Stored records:
+ + + + + + +
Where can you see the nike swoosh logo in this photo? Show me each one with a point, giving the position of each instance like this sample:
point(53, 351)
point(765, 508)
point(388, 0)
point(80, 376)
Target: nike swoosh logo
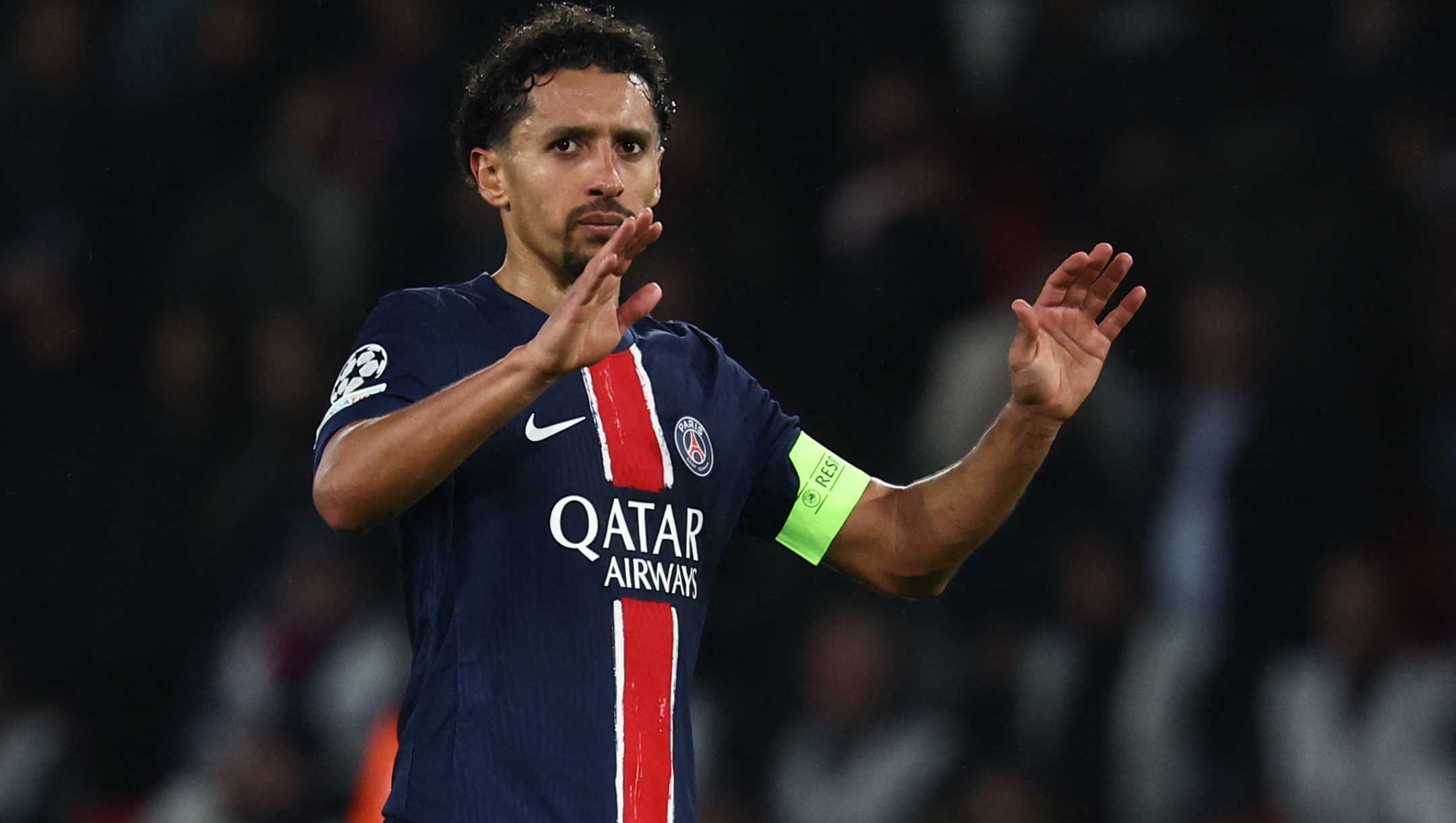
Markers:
point(538, 435)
+ + + + + + +
> [PROBLEM]
What is the number of lines above that contain the word "nike"? Answer with that number only.

> [FINISHED TASK]
2